═════ Data extract ═════
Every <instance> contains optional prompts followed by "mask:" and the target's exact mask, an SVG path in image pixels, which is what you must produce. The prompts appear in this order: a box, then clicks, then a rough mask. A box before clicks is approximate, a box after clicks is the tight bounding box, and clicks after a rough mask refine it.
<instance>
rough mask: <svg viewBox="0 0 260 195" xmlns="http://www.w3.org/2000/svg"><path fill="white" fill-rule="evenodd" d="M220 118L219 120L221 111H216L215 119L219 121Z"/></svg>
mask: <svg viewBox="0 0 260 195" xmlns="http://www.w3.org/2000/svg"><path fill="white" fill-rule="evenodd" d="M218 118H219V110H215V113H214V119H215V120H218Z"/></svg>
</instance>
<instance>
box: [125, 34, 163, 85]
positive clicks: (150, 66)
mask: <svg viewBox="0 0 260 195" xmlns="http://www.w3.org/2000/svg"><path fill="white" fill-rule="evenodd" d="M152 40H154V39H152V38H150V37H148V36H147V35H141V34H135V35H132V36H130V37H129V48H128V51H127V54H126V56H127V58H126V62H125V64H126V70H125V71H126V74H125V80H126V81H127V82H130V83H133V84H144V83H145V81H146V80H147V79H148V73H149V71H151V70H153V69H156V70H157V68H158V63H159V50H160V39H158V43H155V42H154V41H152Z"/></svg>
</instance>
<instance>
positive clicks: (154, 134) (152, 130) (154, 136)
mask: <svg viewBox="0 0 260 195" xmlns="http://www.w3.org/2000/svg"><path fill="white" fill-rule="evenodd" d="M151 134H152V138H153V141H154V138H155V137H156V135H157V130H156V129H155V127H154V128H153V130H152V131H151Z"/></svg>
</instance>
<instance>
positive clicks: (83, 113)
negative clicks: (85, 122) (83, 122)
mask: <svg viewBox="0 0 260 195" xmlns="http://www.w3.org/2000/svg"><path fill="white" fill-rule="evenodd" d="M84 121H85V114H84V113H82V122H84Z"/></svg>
═════
• Work task:
Every entry is to be restated exactly, with no line dropped.

• Answer to this task:
Every <instance> contains optional prompts followed by "mask:" and the target's exact mask, an SVG path in image pixels, which is what you must produce. The prompts appear in this order: a box, then clicks, then a rough mask. A box before clicks is approximate, a box after clicks is the tight bounding box, and clicks after a rough mask refine it.
<instance>
rough mask: <svg viewBox="0 0 260 195" xmlns="http://www.w3.org/2000/svg"><path fill="white" fill-rule="evenodd" d="M220 118L219 120L221 111H216L215 119L219 121Z"/></svg>
mask: <svg viewBox="0 0 260 195" xmlns="http://www.w3.org/2000/svg"><path fill="white" fill-rule="evenodd" d="M218 118H219V110H215V113H214V119H215V120H218Z"/></svg>
</instance>
<instance>
box: [125, 34, 163, 85]
positive clicks: (150, 66)
mask: <svg viewBox="0 0 260 195" xmlns="http://www.w3.org/2000/svg"><path fill="white" fill-rule="evenodd" d="M152 40H154V39H152V38H150V37H148V36H147V35H141V34H135V35H132V36H130V37H129V48H128V51H127V54H126V56H127V58H126V62H125V64H126V70H125V71H126V74H125V80H126V81H127V82H130V83H133V84H144V83H145V81H146V80H147V79H148V73H149V71H151V70H153V69H156V70H157V68H158V63H159V50H160V39H158V43H155V42H154V41H152Z"/></svg>
</instance>
<instance>
positive clicks: (154, 134) (152, 130) (154, 136)
mask: <svg viewBox="0 0 260 195" xmlns="http://www.w3.org/2000/svg"><path fill="white" fill-rule="evenodd" d="M151 134H152V138H153V141H154V138H155V137H156V135H157V130H156V129H155V127H154V128H153V130H152V131H151Z"/></svg>
</instance>
<instance>
positive clicks: (83, 113)
negative clicks: (85, 122) (83, 122)
mask: <svg viewBox="0 0 260 195" xmlns="http://www.w3.org/2000/svg"><path fill="white" fill-rule="evenodd" d="M84 121H85V114H84V113H82V122H84Z"/></svg>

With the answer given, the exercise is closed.